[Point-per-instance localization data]
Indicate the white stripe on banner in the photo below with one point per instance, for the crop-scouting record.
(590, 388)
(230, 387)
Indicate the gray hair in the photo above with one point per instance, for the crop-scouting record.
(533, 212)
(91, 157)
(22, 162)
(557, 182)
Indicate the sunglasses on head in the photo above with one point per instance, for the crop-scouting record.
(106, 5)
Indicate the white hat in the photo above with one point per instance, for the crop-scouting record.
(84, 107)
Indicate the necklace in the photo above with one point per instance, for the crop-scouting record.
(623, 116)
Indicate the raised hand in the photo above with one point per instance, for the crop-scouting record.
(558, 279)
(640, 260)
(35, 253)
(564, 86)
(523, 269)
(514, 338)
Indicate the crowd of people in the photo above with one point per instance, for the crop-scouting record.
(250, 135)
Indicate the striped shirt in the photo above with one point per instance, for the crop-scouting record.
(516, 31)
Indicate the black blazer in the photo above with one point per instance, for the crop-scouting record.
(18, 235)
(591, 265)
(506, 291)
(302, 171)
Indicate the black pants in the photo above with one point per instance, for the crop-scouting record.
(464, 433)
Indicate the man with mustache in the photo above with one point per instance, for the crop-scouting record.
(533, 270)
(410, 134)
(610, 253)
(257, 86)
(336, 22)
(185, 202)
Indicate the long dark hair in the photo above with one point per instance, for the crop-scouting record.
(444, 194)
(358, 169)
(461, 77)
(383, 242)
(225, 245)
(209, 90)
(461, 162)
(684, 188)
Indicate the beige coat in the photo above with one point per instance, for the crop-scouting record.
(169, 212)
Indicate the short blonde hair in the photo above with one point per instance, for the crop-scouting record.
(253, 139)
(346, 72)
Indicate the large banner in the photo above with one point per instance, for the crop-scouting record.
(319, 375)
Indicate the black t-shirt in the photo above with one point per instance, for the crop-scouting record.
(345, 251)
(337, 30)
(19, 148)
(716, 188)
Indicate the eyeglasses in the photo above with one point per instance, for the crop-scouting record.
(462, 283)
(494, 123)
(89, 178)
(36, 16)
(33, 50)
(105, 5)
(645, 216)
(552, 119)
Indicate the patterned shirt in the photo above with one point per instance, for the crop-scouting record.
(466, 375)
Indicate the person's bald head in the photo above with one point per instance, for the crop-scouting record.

- _Your assignment_: Transcribe every entry exactly.

- _Exercise response_:
Indicate the white stripe on banner in the photo below with one point per instance, for the crop-scouting record.
(590, 388)
(230, 387)
Indicate the gray hair in the photo above with one point per instance, for the crop-scouting record.
(533, 212)
(91, 157)
(22, 162)
(557, 182)
Indicate the sunglasses on head in the photo above with one point per instance, for the crop-scouting record.
(106, 5)
Indicate the white hat in the photo above with one point per instance, for the crop-scouting record.
(84, 107)
Indicate the necklace in the photo above with one point per instance, for the crop-scouting record.
(623, 116)
Indicate the raised hand in the photo above with one point per instance, for the crop-scouting record.
(558, 279)
(640, 260)
(35, 253)
(564, 86)
(523, 269)
(514, 338)
Indicate the crowd of people in the photo above with one point per instance, for the crop-scouting record.
(250, 135)
Indicate the striped shirt in the photo above with one point per instance, for the crop-scouting record.
(516, 31)
Indicate the black blazer in the photo above with one point per instance, for the crop-scouting record.
(18, 235)
(591, 265)
(506, 291)
(302, 171)
Indicate the black pants in the photo above with one point per instance, for the crop-scouting record.
(464, 433)
Indicate the man with mustache in the photo above with one point per instance, for the crop-scouting record.
(533, 270)
(410, 134)
(610, 253)
(257, 86)
(336, 22)
(185, 202)
Indicate the long dark hair in the photo above with one point per instance, for the crop-scouting record.
(444, 194)
(358, 169)
(461, 77)
(383, 242)
(225, 245)
(209, 90)
(461, 162)
(684, 188)
Indicate the beige coat in the photo above with one point per instance, for the crop-scouting record.
(169, 212)
Indicate the short blonde hair in the photo above with one point per instance, for the crop-scouting record.
(253, 139)
(346, 72)
Indicate the large banner in the photo above with one point per instance, for the crop-scouting record.
(319, 375)
Indicate the black t-shirt in the photo above with one point per instance, for the crop-scouting record.
(345, 251)
(337, 30)
(19, 148)
(716, 188)
Indicate the eyeglasses in the photo above with one point per instance, for the crop-scouting record.
(462, 283)
(494, 123)
(89, 178)
(36, 16)
(33, 50)
(105, 5)
(645, 216)
(552, 119)
Indicate the patterned shirt in the photo above with one point per instance, for the crop-scouting record.
(466, 375)
Indicate the person's bald head in the photo above with one point per instance, for the crop-scouting record.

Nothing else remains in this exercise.